### Task directions
Pick out every line in the rows below that contains the string "window", and copy each one. Case counts.

### Data for the task

● ● ● ● ● ● ●

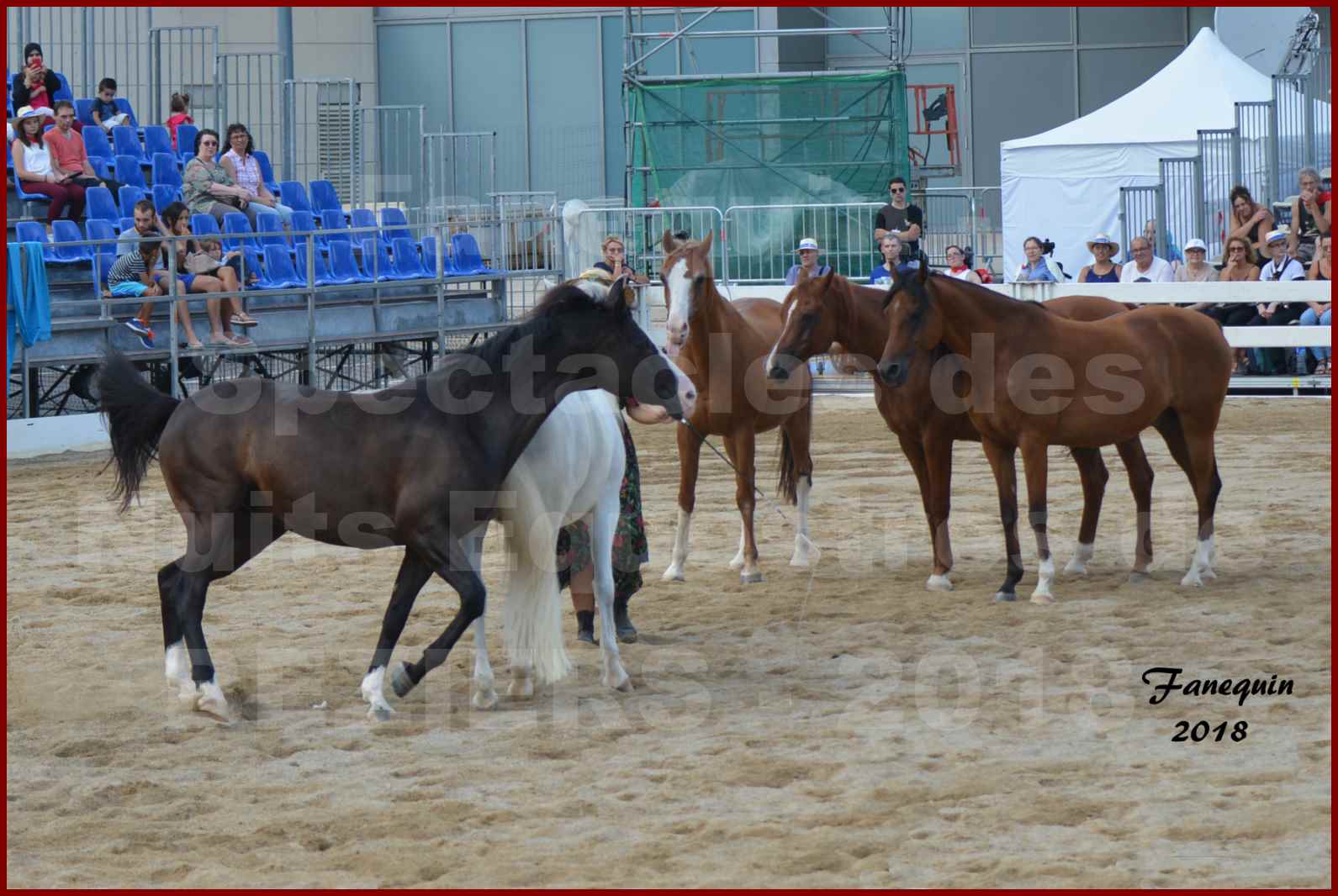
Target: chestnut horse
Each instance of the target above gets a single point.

● ● ● ● ● ● ●

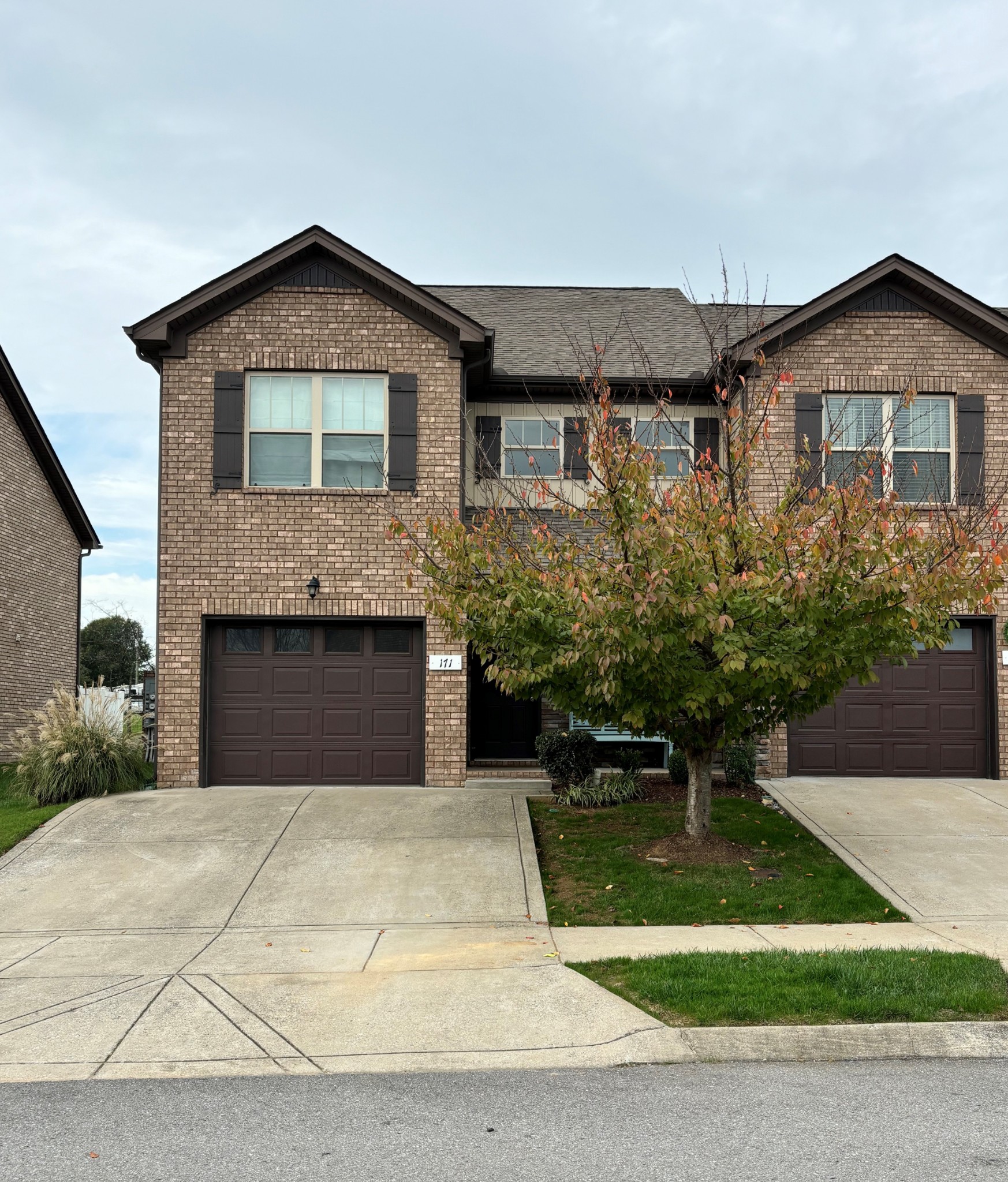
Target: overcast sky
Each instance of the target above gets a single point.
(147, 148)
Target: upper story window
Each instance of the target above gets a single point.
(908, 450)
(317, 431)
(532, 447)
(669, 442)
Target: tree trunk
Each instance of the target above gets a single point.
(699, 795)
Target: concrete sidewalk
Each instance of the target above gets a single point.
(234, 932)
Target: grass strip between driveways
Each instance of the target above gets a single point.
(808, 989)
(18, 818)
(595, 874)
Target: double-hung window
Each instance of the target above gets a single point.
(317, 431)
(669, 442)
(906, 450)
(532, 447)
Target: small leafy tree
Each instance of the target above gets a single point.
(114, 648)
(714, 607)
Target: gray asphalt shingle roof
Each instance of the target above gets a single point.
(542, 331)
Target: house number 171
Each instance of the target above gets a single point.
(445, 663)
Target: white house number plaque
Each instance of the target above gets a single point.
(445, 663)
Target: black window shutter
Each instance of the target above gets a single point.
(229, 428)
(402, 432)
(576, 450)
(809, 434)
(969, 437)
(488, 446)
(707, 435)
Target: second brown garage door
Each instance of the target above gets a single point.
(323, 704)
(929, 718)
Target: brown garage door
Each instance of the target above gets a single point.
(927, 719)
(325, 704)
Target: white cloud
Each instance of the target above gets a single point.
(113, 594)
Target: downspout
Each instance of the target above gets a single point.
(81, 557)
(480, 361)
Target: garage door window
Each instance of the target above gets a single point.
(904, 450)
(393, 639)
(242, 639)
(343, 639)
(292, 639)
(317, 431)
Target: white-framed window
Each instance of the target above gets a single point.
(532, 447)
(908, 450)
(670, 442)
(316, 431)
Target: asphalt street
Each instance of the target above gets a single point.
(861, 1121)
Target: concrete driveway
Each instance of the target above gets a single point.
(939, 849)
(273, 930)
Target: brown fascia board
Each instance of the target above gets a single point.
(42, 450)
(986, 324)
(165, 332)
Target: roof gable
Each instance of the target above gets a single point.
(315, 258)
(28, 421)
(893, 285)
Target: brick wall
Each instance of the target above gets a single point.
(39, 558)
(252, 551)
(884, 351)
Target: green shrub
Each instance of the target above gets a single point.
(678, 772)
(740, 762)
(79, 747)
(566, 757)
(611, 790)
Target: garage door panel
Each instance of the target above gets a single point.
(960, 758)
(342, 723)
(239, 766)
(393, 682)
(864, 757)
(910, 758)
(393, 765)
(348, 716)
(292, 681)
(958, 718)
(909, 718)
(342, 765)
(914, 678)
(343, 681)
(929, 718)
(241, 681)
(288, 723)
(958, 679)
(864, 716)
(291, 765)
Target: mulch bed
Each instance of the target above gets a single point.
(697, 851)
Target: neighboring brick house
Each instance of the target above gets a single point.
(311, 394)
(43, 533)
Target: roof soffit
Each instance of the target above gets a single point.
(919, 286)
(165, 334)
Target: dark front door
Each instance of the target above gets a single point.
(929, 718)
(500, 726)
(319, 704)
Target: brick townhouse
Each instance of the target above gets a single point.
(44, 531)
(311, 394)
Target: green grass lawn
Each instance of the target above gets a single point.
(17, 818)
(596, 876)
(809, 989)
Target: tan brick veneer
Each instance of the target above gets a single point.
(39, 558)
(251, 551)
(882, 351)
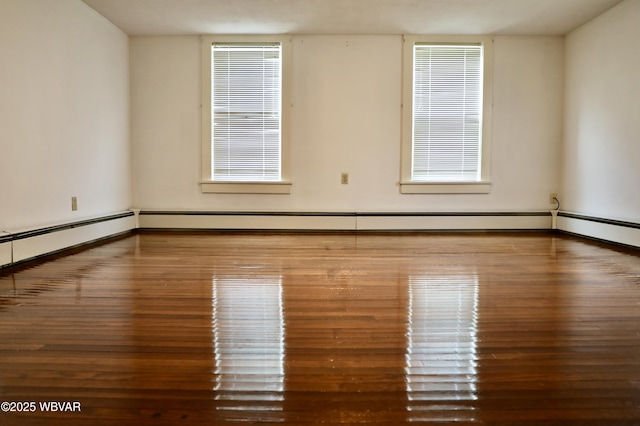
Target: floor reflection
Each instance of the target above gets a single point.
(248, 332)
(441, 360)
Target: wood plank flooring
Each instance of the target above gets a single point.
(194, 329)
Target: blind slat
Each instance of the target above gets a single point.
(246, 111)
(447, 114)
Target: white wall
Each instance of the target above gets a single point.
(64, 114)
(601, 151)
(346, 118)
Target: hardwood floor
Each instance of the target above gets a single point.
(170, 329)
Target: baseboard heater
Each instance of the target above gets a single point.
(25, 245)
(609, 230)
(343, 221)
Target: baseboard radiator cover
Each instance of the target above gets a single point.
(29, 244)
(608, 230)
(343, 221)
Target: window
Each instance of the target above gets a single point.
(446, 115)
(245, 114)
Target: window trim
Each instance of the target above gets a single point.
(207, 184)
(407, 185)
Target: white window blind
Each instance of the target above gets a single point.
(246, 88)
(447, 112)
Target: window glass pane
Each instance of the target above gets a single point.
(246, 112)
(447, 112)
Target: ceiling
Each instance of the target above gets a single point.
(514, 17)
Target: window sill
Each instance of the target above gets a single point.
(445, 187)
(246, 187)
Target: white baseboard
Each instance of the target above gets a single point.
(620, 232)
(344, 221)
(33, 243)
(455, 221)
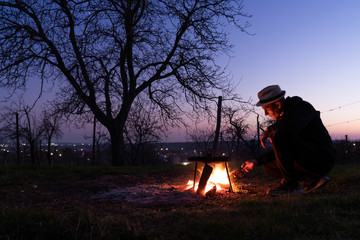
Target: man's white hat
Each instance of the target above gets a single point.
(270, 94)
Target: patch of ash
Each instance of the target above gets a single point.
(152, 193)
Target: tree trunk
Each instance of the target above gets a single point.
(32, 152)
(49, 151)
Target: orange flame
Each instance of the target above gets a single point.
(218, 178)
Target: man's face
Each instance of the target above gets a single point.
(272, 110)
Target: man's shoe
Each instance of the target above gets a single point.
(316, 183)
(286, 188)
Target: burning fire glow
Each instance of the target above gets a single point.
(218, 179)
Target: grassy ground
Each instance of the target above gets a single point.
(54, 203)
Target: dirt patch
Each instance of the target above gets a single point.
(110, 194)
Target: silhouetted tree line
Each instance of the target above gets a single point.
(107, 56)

● ● ● ● ● ● ●

### Correct result
Target: upper story window
Target: double-hung window
Target: black window shutter
Target: garage door window
Target: white-framed window
Target: window
Target: window trim
Target: white window blind
Target: window glass pane
Target: window sill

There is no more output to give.